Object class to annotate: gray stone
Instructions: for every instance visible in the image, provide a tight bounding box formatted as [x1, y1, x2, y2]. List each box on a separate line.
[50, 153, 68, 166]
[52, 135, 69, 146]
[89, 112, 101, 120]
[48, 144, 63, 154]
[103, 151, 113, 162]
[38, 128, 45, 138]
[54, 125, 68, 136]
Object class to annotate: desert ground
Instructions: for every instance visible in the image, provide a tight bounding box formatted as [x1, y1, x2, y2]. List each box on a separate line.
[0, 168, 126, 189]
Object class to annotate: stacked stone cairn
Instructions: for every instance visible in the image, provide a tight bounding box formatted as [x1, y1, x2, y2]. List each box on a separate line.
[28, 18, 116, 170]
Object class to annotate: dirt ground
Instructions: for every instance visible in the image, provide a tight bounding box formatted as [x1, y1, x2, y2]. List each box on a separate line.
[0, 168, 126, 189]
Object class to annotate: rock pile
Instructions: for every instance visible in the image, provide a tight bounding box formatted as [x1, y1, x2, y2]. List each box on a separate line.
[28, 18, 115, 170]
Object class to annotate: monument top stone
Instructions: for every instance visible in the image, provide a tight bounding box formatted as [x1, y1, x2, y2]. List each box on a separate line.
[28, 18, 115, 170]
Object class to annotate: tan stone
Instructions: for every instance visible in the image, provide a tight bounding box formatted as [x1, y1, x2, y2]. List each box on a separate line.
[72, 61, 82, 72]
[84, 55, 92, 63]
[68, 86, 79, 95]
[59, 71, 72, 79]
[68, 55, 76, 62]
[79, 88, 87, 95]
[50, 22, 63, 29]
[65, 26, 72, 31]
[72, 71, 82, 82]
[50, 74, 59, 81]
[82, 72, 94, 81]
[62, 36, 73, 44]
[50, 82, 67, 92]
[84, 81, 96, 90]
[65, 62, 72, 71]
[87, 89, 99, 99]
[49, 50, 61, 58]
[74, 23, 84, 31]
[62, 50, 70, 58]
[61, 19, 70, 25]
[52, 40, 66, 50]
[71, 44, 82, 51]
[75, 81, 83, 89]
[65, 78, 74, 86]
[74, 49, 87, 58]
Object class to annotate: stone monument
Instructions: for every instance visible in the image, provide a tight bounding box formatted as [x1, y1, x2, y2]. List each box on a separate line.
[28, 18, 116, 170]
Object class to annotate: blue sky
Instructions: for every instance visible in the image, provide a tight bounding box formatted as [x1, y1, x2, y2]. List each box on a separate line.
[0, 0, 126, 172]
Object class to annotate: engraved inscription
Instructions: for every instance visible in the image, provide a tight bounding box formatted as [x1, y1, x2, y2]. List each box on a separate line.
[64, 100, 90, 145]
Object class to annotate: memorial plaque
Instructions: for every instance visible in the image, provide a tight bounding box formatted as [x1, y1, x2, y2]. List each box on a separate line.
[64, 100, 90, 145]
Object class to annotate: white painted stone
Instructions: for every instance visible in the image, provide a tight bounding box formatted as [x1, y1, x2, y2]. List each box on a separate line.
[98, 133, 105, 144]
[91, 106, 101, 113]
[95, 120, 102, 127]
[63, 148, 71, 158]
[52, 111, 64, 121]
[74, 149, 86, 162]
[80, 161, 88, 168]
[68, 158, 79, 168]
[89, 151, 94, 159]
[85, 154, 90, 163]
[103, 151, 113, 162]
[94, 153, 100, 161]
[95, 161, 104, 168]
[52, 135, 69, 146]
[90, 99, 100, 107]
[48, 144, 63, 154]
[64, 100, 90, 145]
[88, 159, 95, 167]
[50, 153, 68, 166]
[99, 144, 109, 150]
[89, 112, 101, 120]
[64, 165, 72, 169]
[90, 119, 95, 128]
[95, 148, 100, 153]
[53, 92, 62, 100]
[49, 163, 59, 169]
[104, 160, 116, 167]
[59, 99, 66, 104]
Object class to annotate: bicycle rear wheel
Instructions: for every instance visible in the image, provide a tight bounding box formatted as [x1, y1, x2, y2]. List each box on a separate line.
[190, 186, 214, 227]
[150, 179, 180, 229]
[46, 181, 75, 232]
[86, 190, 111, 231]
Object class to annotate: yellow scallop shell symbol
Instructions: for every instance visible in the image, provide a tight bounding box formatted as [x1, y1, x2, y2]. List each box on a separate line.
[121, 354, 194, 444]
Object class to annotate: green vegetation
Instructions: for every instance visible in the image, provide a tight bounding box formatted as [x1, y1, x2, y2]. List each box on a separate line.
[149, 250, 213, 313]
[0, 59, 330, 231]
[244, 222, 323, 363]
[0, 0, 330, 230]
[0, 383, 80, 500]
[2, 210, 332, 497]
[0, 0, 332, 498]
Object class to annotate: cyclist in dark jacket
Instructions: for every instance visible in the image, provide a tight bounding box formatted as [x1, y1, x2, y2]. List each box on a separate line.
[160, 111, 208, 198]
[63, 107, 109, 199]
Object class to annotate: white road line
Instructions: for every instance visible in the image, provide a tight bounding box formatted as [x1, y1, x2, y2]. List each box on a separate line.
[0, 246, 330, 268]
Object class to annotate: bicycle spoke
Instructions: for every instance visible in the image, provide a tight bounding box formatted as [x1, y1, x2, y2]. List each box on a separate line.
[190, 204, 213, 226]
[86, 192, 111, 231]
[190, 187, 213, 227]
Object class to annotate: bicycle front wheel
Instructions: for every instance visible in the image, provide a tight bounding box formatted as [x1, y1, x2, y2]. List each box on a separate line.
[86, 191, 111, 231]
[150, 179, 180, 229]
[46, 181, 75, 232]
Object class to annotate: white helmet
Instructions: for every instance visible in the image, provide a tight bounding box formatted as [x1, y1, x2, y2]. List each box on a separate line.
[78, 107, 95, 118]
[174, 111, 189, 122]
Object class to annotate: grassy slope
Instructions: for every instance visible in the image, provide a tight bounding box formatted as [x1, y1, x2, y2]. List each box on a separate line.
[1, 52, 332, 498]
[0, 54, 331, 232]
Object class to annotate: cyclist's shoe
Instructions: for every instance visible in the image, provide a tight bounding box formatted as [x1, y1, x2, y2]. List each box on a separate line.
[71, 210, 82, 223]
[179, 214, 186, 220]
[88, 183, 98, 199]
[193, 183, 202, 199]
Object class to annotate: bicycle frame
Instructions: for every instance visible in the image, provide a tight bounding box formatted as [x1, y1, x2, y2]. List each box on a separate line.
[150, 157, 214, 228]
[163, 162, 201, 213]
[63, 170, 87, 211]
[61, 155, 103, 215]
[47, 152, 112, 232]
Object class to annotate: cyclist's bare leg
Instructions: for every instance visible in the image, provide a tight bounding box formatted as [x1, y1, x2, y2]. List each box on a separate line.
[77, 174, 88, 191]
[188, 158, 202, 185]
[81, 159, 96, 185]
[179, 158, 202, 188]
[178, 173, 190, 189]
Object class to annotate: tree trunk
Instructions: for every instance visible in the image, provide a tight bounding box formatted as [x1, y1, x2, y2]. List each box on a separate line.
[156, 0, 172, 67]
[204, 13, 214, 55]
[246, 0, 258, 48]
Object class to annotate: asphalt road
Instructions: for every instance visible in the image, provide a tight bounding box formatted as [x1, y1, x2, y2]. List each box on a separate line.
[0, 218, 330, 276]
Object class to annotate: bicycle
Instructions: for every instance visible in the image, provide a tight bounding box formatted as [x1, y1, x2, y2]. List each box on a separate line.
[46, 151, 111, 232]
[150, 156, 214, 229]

What to do:
Would you transcribe exactly the lines from the one containing "Object class to annotate: asphalt road" to the end of the material, and leave out the rest?

Response:
Object class to annotate: asphalt road
Instructions: for every instance visible in the image, provide a tight bounding box formatted as [x1, y1, x2, y2]. List each box on a separate line.
[0, 218, 330, 276]
Object class to annotate: bicycle
Instructions: for every instance visible in the image, provide a tight bounding box formatted as [x1, y1, x2, y2]. List each box on a separate line.
[46, 151, 111, 232]
[150, 156, 214, 229]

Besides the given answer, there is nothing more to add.